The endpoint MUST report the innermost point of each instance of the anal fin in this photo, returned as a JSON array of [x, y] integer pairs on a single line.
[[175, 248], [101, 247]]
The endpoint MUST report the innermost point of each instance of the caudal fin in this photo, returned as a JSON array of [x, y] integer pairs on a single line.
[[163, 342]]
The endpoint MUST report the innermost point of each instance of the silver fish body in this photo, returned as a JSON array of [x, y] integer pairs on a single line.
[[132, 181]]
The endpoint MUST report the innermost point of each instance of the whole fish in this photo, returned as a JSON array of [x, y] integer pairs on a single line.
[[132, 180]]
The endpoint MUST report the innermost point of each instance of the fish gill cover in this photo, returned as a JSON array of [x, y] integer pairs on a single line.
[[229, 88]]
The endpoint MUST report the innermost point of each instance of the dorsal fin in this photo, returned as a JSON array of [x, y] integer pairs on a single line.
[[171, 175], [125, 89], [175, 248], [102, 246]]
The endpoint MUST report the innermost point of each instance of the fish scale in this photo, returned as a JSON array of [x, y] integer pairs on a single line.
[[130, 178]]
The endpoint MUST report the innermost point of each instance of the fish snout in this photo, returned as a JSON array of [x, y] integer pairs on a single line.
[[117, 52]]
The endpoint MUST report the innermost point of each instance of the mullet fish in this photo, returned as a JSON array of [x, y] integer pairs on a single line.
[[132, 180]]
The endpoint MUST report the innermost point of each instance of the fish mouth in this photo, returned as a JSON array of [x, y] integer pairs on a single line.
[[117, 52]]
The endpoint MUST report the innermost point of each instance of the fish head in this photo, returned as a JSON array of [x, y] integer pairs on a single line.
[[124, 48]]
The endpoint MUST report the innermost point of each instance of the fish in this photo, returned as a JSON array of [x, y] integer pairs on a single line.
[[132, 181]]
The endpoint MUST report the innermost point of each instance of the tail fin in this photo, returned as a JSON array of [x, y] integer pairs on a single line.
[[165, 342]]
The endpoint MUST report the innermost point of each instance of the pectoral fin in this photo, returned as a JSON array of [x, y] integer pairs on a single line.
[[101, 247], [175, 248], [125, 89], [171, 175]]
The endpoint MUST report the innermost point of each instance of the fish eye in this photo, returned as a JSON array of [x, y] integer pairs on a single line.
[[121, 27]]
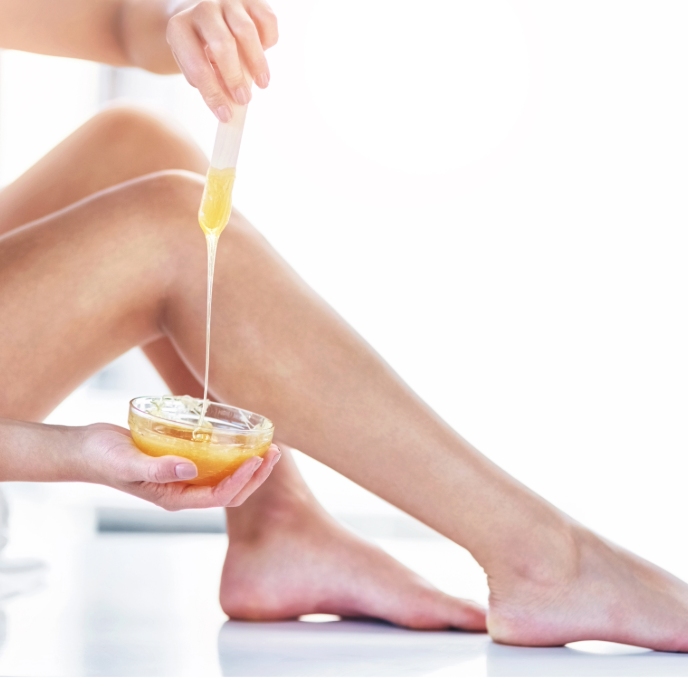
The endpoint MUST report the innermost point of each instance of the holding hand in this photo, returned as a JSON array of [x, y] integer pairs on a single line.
[[210, 39], [110, 457]]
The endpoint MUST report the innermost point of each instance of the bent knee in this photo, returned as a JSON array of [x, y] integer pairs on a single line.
[[146, 141]]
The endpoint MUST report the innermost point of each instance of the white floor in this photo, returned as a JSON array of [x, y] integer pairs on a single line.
[[122, 604], [128, 604]]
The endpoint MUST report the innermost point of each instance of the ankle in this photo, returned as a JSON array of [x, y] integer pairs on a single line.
[[546, 556], [263, 516]]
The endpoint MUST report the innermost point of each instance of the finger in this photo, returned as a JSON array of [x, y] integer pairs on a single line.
[[266, 23], [139, 467], [222, 47], [193, 61], [245, 32], [230, 487], [259, 477], [176, 497]]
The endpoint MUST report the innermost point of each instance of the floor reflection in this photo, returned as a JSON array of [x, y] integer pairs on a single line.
[[341, 648], [592, 659], [355, 648]]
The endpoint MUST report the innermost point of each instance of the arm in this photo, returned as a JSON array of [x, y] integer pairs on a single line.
[[207, 39], [106, 454]]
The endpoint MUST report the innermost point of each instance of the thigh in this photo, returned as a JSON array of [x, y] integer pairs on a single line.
[[83, 285], [117, 145]]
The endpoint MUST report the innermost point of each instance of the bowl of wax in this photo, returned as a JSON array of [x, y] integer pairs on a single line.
[[218, 442]]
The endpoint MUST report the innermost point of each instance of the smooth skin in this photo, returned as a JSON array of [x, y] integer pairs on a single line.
[[286, 554], [126, 262]]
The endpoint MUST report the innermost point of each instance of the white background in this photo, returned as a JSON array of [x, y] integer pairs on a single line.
[[494, 194]]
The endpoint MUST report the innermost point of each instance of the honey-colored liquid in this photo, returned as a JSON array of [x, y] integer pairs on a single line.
[[213, 216], [215, 461]]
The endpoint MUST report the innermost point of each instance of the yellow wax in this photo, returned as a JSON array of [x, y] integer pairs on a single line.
[[216, 204], [215, 456]]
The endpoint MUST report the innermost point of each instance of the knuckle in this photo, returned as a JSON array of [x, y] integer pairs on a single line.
[[154, 472], [214, 99], [205, 9], [242, 28]]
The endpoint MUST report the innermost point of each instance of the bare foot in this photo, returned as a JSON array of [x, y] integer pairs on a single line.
[[300, 561], [593, 591]]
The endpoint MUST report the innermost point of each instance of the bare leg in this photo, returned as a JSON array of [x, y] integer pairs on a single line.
[[122, 267], [290, 535]]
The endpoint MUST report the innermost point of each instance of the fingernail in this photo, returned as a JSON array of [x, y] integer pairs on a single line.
[[242, 95], [185, 471], [223, 113]]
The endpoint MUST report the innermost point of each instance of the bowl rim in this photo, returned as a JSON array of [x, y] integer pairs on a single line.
[[268, 426]]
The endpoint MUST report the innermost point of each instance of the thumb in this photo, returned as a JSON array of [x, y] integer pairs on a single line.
[[165, 469]]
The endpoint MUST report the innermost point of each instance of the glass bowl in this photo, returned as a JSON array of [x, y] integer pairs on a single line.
[[228, 436]]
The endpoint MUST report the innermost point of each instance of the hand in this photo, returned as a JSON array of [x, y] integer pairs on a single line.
[[111, 458], [210, 39]]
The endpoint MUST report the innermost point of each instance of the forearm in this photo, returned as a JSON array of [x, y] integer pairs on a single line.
[[142, 29], [39, 452]]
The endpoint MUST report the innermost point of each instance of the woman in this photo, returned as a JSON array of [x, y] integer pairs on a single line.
[[108, 257]]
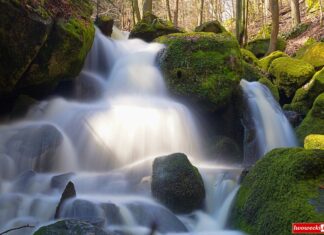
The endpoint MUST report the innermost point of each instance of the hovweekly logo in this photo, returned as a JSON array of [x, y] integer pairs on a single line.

========

→ WRITTEN PROBLEM
Copy out all of the material above word for word, without the pictures.

→ OUTPUT FOR THIS EXERCISE
The endpoint MUST report the innermost point of each instance of the anal fin in this photo, returned as a JSON array of [x, y] integer pairs on a single line.
[[175, 248], [101, 247]]
The endpoint MUST report the innermost point of each instance of the caudal fin in this photo, returned as a JSON array of [x, y] integer pairs on a single line.
[[163, 342]]
The endpoint MUST report the innermost point of each instance of the silver fish body in this photo, returned as a JSON array of [x, y] integer pairs on a single line.
[[132, 181]]
The endpoint MUST report the innermost point of each instance of the whole fish in this photo, returned as a JSON array of [x, y] integer pairs on a single line.
[[132, 180]]
The endpoint MUST report the innermost point of each instance of the fish gill cover in this photo, returned as a JSON array of [x, y] integer pairs on a single line.
[[229, 88]]
The endpoint MUST report the innermost point of each instance of the dorsal fin in this photo, returned as a JSON array of [x, y] integer pairs on a single line.
[[171, 175], [125, 89], [175, 248], [102, 246]]
The endpoint MUST report the innermost point of each instance of the fish scale in this photo, returned as a JSON array of [x, y] integer pairs on a single line.
[[130, 178]]
The endpoint MUST report the innermost point of each instance of the fish snout in this photo, returned as a JSON array of [x, y] integer pairs on a single line.
[[117, 52]]
The endpoint MUST report the innermost point of each instance of the mullet fish in this photo, returned as a JSON array of [x, y] integer pairs on a single line.
[[132, 180]]
The endpoint MUST report the innermost point of each instance of the fish mouth in this photo, returned as a JSON array of [x, y] integer pairs on a single line.
[[117, 52]]
The endpoint MUST report the innermost point of each instance of the fish head in this photo, returned as a JSON array of [x, y] integer pairs on a single line.
[[124, 48]]
The endpoint MUST report the innermost point of each instance of the fish in this photo, returned as a JSON array of [x, y] integer pairs on a single line.
[[132, 181]]
The endpoint MUST report the innermost point of each instance of the tail fin in this photo, returned as a JSON array of [x, y] integer pairs on a single line.
[[165, 342]]
The endpoint MUST report the innermost point of each instance of the pectoral fin in this photo, returned as a JSON array of [x, y] integer pairs on a single line.
[[101, 247], [175, 248], [125, 89], [171, 175]]
The endpoint MUST report the innermost point of each instance of the fish eye in this photo, returned as a JSON array of [x, y] integer pairs on a single line.
[[121, 27]]
The endpoint MUST report the innermost point of each instance of the holding hand in this photo, returned as a JSON array of [x, y] integer pairs on a single line.
[[210, 39], [110, 457]]
The endpoint MUST report the innermost point of each instance of the bent knee in this photo, returned as a JSON array of [x, y] integer pairs on a single line.
[[146, 141]]
The endpoint MUST report the innermost point of each instance of the white floor in this photo, returned as a JSON array of [x, y] integer pairs on a single line.
[[122, 604], [128, 604]]
The endpoint MUST report the innermost point of each instance of the ankle in this photo, returned as a JSON array of [x, y] integer pairs on a single line.
[[546, 556], [263, 516]]
The endpoint MUST report the innermost point of each instance of the finger in this photo, returned as a JSON array of [x, y] integer pairs on a single line.
[[266, 23], [139, 467], [222, 47], [193, 61], [245, 32], [230, 487], [259, 477], [176, 497]]
The endpoint MUST report the innermost point of each instance of the floor reflection in this photo, returned as a JSON array of [x, y] integer pairs on a single line.
[[341, 648], [592, 659], [355, 648]]
The endpoint MUST report the innermost point of each instance of the arm in this photo, returned as a JSON array of [x, y] integer pairs on a single line.
[[207, 39], [106, 454]]
The endpoint MUST report the innermost point of each instance of the thigh in this photo, returned as a JSON array of [x, y] integer pairs on a single line.
[[83, 285], [117, 145]]
The endpoint MUST report the innermost point of each instance of the bowl of wax in this photo, returned as a JSON array of [x, y] integer pairs on a single line.
[[218, 442]]
The endpoint MUST report the innermost point of each instance of the smooth skin in this photo, returned as a JSON array of [x, y] integer pairs on a single line.
[[286, 554], [126, 262]]
The endpoint MUST report the innermost point of each instance of the white background in this photo, returned as a JSON array of [x, y] integer pairs on a single line.
[[494, 194]]
The endpoint MUST report the innermost point of each instance of the honey-colored liquid in this photo, returned as a JSON array of [x, y] integer pairs on a single line.
[[213, 216], [215, 461]]
The endpoint MUST report the innermost point of each instance of the yellow wax in this photo, returned as a JSON array of [x, y] integer pairs on a single line.
[[216, 204], [215, 456]]
The endpoint MUST report the innermost point of each instance of the knuckle in this photo, returned as a JSON array of [x, y] integer pairs on a single line.
[[154, 472], [214, 99], [205, 9], [242, 28]]
The endpoint MUST report the innermost point of each instance of the bare foot in this photo, returned as a JSON array of [x, y] integer pairs on a single line.
[[300, 561], [593, 591]]
The endpoint MUST report the innermost point of each instance of the bare leg in this photo, returned as a JSON array of [x, y] integer pairs on a single line.
[[122, 267], [290, 535]]
The endpoint MUST report the innermost point of each instance of the fingernail in this photo, returned as a JSON array of [x, y] integer pairs on a single line.
[[242, 95], [185, 471], [223, 113]]
The endpoint MUST report the innermost point of each instance of the bowl rim in this photo, returned as a JSON array of [x, y] integer pairs on a single line.
[[268, 426]]
The endpoint MUST report the innermost point of each instance of the thumb in this photo, returned as a JSON array of [x, y] integer pairs on a single line.
[[165, 469]]
The endpoint MUST report the innermost point of each instance of the glass bowl in this photo, returned as a JSON array of [x, y] integer pairs on a single line.
[[228, 436]]
The endpoint MUST report the innermost point of each instance of the hand in this photo, returned as a JSON array of [x, y] integer pairs on a single line.
[[111, 458], [210, 39]]
The endpoint MUST report the innermost point of each instance of the forearm in this photo, returned as a JSON array of [x, y] integer pairs on a single line.
[[142, 29], [39, 452]]
The endpoint MUST report the innermost point of each instance of the woman in this photo, returned as a JSON array of [x, y] integer pairs on a single line.
[[108, 257]]
The endpoint MUST report the innermost point of each instance of the hovweekly logo in this photo, returned as a JSON array of [x, y] integer pairs on a single line.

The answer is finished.